SOURCE EXTRACT |
########################################

- Regular edition cover

Studio album by Moumoon
- Released: March 2, 2011
- Recorded: 2009–2011
- Genre: Pop
- Length: 57:02
- Language: Japanese
- Label: Avex Trax

Moumoon chronology
| Spark (2010) | 15 Doors (2011) | No Night Land (2012) |

Singles from 15 Doors
- "Evergreen" Released: February 25, 2009; "On the Right" Released: July 22, 2009; "Aoi Tsuki to Ambivalence na Ai" Released: November 25, 2009; "Sunshine Girl" Released: May 12, 2010; "Moonlight / Sky High / YAY" Released: November 10, 2010;

= 15 Doors =

Album by Moumoon

15 Doors is the second studio album by Japanese pop duo Moumoon. It was released on March 2, 2011 in 3 different editions: 2 CD+DVD (Type A comes with all music videos released until "15 Doors" and type B comes with a live concert) and a Regular edition.

==Composition==
All songs from the album was written by the member Yuka and produced by the member Kousuke Masaki.

==Singles==
The album has a total of 5 singles released. The first single of the album is the song "Evergreen", released on February 25, 2009. The physical single ranked #54 in Oricon's Weekly chart. The song was chosen as theme song for the movie Kafu wo Machiwabite and ending theme song for the TV shows Akko ni Omakase and Megadigi, both from TBS.

The second single is the song "On the Right", released on July 22, 2009. It ranked #50 in Oricon's Weekly chart and stayed on the chart for 1 week. The song was used for Dinos "Fuji TV Flower" TV advertisement.

The third single is the song "Aoi Tsuki to Ambivalence na Ai" (青い月とアンビバレンスな愛), released on November 25, 2009. It ranked #36 in Oricon's Weekly chart and stayed on the chart for 2 weeks. The song was chosen as ending theme song for the 3D anime "To (Too)".

########################################

ITEMS |
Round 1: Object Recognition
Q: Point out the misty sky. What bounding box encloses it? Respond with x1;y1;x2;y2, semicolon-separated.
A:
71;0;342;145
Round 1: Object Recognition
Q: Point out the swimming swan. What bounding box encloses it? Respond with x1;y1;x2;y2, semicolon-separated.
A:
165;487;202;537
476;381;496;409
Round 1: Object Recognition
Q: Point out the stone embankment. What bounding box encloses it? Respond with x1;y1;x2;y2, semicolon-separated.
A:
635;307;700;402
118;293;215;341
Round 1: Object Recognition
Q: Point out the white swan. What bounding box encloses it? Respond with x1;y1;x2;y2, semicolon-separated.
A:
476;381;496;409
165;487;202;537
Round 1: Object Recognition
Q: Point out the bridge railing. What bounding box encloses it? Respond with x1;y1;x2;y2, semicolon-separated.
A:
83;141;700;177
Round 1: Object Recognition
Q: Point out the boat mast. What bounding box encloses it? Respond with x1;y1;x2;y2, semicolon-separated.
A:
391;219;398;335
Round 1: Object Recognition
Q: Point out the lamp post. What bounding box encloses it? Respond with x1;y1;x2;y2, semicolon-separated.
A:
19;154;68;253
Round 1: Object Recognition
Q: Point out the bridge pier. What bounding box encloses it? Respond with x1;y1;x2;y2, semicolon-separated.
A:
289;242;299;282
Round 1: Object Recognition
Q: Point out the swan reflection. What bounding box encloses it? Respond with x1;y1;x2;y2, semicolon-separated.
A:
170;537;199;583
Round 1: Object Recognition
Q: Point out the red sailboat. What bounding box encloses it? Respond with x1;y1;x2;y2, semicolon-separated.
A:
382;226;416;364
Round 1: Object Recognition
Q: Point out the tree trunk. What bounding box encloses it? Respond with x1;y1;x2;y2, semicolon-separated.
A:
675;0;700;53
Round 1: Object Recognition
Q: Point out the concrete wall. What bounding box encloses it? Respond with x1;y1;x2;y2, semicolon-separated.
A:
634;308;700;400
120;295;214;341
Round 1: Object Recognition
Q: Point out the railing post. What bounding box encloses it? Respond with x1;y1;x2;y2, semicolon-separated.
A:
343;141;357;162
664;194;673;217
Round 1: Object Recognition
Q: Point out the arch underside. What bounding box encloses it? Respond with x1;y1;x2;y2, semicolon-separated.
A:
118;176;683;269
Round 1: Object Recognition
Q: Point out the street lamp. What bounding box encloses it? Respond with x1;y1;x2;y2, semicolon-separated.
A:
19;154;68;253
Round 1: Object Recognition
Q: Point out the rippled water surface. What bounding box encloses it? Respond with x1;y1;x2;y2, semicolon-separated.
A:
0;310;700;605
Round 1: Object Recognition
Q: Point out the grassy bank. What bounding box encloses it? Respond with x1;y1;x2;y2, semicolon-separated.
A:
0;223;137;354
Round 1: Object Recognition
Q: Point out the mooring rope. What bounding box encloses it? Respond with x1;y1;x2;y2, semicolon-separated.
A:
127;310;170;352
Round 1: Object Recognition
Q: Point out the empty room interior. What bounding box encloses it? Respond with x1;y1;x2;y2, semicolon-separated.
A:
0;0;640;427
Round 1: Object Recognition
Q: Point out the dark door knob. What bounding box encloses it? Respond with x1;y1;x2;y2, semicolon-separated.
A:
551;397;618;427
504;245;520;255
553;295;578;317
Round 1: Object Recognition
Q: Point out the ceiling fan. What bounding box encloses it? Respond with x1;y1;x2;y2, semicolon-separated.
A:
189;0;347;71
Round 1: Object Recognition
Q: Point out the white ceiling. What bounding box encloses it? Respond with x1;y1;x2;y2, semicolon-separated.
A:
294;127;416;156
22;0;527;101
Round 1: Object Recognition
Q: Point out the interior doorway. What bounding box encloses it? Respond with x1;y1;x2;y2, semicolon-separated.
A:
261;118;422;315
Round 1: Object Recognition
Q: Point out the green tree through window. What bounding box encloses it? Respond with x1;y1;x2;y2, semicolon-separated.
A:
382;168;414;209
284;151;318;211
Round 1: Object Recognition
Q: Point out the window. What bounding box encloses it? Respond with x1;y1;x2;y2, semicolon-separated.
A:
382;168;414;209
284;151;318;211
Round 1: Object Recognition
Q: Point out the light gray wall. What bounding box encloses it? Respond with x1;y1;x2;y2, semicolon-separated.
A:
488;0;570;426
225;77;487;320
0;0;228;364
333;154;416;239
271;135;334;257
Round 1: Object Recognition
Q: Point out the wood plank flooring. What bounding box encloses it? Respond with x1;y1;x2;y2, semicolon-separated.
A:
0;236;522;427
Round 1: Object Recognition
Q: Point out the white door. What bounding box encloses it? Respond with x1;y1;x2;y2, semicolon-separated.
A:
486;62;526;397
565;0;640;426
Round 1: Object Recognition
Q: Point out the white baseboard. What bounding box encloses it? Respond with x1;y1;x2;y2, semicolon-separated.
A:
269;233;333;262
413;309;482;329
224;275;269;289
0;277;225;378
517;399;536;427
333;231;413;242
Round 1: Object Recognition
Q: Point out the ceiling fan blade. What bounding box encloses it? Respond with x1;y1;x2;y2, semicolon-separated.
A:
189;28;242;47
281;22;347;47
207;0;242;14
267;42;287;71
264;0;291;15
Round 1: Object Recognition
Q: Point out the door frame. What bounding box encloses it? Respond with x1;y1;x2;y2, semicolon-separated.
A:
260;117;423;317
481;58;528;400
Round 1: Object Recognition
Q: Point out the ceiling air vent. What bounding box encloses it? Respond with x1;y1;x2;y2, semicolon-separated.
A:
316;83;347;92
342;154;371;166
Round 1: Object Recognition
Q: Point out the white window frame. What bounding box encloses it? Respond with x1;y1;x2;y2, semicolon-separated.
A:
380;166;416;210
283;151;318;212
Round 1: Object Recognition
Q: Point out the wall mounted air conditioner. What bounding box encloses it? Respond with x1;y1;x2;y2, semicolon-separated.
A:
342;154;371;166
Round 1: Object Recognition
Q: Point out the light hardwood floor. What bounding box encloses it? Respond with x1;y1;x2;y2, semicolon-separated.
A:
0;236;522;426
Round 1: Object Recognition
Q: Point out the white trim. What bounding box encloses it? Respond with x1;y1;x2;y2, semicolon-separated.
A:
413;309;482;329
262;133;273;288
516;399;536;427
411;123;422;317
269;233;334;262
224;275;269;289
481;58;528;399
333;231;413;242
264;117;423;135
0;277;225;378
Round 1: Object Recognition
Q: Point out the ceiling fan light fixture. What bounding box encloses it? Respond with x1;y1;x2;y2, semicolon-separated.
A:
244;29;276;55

########################################

TASK DETAILS |
Reproduce the passage of the 15 Doors article starting at "15 Doors is" and ending at "a Regular edition.", word for word.

RESPONSE TO THE TASK |
15 Doors is the second studio album by Japanese pop duo Moumoon. It was released on March 2, 2011 in 3 different editions: 2 CD+DVD (Type A comes with all music videos released until "15 Doors" and type B comes with a live concert) and a Regular edition.